- **What to do**:
Return, unchanged, the entries from the line containing "Retail shelf audit request: identify every blue sky" up to and including the line containing "top-left (62, 0), bottom-right (474, 156)".

- **Data to process**:
=======
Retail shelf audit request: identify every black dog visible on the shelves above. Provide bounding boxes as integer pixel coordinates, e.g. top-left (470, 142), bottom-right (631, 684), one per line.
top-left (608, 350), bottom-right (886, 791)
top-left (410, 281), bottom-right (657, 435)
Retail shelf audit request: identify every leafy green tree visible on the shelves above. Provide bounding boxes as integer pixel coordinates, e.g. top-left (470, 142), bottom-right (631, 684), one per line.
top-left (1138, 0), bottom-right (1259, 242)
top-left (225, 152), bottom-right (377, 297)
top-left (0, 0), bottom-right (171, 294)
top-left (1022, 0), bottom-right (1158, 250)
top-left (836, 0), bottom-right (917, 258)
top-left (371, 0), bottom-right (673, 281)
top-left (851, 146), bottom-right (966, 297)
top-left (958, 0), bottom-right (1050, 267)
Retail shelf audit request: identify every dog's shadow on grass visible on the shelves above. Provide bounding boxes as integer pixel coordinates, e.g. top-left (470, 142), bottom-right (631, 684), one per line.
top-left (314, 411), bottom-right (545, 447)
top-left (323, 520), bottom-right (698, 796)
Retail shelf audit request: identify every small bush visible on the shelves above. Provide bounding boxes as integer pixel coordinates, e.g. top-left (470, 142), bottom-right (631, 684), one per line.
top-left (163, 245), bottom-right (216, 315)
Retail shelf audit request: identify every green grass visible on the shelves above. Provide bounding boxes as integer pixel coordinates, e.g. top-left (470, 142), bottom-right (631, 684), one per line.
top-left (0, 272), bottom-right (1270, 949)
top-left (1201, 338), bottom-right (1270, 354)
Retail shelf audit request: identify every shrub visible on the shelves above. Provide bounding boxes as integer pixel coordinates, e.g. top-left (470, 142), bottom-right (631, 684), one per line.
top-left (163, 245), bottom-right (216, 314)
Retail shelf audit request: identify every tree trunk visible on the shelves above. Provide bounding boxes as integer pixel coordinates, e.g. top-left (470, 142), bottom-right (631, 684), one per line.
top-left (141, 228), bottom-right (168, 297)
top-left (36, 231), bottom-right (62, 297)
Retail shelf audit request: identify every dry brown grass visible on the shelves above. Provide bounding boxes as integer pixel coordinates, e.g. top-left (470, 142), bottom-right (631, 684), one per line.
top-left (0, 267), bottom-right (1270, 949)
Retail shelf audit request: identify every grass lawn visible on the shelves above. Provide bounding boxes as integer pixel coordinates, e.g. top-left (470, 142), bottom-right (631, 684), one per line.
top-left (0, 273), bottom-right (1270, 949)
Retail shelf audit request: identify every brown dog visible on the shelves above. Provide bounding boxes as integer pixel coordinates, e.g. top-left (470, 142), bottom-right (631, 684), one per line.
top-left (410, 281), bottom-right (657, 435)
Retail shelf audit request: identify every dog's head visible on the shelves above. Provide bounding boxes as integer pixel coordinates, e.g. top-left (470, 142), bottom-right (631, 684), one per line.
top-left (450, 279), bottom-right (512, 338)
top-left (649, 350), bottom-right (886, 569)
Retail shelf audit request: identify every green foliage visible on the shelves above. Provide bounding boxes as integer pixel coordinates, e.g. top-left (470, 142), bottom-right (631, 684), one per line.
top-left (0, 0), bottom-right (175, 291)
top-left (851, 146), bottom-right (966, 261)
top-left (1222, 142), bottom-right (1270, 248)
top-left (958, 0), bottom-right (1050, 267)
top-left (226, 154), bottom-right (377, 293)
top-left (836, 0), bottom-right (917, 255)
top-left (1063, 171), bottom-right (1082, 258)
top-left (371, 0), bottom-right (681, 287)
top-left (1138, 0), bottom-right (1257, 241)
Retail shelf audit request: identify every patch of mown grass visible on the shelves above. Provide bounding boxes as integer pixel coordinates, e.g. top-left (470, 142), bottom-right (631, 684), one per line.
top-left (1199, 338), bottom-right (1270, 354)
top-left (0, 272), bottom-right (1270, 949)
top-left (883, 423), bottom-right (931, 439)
=======
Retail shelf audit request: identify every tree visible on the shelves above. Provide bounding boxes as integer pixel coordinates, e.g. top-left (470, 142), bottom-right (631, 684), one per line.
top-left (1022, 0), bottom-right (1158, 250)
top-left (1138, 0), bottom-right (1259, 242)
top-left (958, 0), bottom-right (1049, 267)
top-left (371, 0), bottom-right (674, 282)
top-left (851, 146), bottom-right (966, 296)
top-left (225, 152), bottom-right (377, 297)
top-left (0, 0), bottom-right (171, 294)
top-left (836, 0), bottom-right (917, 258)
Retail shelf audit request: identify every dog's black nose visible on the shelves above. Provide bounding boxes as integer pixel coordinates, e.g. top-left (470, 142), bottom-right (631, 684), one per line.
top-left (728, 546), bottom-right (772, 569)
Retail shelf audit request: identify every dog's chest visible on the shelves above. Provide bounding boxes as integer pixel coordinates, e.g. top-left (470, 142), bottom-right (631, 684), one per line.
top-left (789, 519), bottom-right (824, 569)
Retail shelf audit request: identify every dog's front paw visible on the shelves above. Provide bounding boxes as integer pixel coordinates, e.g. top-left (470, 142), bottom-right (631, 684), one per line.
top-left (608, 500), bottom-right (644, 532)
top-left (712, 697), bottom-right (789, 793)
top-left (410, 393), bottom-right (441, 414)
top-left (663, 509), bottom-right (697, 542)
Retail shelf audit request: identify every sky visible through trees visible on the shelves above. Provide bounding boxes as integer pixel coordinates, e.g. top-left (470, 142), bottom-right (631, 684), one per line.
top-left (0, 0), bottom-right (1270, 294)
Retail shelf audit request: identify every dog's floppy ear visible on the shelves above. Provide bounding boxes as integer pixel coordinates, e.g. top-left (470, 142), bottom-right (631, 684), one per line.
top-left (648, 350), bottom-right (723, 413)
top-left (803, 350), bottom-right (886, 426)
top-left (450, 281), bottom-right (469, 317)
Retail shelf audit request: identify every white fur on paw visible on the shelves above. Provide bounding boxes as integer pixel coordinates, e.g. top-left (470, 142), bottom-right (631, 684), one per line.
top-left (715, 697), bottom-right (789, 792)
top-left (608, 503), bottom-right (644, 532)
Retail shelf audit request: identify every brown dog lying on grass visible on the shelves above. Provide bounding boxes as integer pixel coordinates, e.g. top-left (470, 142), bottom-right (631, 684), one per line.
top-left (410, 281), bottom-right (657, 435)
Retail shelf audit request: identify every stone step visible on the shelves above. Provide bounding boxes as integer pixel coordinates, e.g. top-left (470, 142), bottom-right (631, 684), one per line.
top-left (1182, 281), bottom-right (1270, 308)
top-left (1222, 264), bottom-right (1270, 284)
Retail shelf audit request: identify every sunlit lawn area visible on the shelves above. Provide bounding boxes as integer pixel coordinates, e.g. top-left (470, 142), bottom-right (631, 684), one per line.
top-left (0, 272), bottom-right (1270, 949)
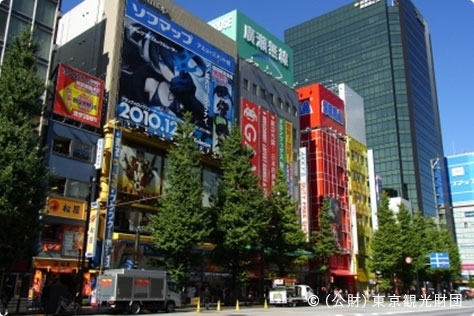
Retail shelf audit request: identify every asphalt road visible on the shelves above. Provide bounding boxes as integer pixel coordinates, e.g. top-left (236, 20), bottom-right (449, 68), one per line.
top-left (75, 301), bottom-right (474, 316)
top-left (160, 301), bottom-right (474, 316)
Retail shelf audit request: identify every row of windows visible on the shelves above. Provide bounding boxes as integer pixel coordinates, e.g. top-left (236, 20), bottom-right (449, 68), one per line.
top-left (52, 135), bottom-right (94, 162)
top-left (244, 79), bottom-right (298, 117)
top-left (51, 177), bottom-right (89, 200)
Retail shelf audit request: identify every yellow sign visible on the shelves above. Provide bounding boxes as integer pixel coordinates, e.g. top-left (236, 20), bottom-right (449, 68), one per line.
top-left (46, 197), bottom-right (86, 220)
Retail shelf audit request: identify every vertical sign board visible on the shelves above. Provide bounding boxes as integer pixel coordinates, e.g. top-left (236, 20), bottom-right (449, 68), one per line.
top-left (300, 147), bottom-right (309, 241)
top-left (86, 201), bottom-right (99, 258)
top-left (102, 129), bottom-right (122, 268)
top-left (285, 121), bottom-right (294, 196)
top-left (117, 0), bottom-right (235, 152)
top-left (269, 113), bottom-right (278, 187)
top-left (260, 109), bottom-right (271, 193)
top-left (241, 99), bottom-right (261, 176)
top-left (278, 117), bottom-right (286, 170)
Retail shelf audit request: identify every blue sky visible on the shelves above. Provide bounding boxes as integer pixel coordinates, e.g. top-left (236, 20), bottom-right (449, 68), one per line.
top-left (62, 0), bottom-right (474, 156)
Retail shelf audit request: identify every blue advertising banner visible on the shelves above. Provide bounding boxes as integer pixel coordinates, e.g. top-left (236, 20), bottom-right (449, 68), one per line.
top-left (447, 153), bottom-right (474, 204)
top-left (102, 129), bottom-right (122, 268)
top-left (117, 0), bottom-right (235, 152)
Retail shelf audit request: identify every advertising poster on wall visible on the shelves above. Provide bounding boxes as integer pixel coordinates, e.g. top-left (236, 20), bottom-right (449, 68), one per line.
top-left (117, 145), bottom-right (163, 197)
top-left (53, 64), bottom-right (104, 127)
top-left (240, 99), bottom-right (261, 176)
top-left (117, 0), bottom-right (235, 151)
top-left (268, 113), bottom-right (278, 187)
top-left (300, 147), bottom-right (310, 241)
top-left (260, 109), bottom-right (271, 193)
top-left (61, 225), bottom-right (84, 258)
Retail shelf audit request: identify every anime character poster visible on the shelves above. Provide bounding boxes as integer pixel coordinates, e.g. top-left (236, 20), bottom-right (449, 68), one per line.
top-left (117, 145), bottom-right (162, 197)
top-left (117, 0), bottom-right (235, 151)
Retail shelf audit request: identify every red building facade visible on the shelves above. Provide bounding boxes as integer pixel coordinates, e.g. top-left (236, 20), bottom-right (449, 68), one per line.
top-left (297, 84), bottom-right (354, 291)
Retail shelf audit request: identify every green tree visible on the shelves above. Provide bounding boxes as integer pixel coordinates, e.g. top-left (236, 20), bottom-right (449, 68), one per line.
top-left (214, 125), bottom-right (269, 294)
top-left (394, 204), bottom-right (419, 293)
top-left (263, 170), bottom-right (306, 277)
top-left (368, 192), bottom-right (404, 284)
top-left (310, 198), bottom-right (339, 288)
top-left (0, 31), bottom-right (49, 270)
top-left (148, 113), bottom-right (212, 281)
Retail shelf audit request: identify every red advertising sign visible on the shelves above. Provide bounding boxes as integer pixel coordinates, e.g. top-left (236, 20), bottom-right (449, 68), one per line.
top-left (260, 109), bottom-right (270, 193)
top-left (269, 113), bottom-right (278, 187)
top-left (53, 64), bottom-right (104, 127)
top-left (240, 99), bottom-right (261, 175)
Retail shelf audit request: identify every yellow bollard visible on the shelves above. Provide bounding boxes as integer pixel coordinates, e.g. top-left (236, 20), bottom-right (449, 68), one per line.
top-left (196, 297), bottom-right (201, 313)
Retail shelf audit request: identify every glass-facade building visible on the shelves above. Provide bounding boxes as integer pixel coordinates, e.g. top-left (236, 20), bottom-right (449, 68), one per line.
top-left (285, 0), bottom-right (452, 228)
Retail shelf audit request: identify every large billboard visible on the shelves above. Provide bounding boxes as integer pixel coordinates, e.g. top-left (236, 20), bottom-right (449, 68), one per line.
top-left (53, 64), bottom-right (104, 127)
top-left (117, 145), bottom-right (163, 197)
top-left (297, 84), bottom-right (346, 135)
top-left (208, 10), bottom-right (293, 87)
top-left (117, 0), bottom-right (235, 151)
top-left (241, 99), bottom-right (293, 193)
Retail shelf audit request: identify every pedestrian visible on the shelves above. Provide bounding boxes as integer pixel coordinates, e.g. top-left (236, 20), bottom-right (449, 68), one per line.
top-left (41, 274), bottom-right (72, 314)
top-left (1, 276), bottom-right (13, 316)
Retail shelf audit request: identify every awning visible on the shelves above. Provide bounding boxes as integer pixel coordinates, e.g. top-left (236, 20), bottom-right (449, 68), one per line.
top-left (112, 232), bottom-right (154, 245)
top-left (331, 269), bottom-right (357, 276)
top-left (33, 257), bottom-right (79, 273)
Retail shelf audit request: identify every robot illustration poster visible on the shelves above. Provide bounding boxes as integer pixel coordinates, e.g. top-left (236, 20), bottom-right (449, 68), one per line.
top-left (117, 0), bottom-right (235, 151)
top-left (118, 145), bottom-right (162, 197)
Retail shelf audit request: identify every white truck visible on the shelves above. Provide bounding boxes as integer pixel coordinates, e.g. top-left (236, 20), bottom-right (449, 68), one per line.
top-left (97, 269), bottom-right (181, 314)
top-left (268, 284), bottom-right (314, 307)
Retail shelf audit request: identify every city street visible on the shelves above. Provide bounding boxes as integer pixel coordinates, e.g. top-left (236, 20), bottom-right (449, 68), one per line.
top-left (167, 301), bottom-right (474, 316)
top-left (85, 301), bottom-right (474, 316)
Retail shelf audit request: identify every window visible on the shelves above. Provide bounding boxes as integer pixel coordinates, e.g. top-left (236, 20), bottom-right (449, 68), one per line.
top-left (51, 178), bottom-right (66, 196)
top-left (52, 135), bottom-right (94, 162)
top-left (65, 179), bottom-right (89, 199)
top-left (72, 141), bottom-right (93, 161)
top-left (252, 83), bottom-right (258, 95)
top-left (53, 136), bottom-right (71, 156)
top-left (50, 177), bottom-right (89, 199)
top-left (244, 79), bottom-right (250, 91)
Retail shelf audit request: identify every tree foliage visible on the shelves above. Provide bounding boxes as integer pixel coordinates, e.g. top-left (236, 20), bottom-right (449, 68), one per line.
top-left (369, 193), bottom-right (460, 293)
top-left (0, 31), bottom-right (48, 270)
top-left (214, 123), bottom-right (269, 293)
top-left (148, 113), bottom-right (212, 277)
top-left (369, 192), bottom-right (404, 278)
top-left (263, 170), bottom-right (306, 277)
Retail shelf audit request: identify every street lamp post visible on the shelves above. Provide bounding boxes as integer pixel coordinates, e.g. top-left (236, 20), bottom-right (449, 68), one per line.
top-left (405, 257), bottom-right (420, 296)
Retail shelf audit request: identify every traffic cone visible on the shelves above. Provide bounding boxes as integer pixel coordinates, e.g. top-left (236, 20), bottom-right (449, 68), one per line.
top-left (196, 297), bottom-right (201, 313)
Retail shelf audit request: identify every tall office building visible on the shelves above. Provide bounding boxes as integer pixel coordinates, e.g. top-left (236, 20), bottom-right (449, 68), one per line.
=======
- **Task result**:
Retail shelf audit request: identify every blue sky visible on the shelves above. Provide bounding boxes as integer pixel coordinates, e.g. top-left (236, 20), bottom-right (449, 68), one per line.
top-left (62, 0), bottom-right (474, 156)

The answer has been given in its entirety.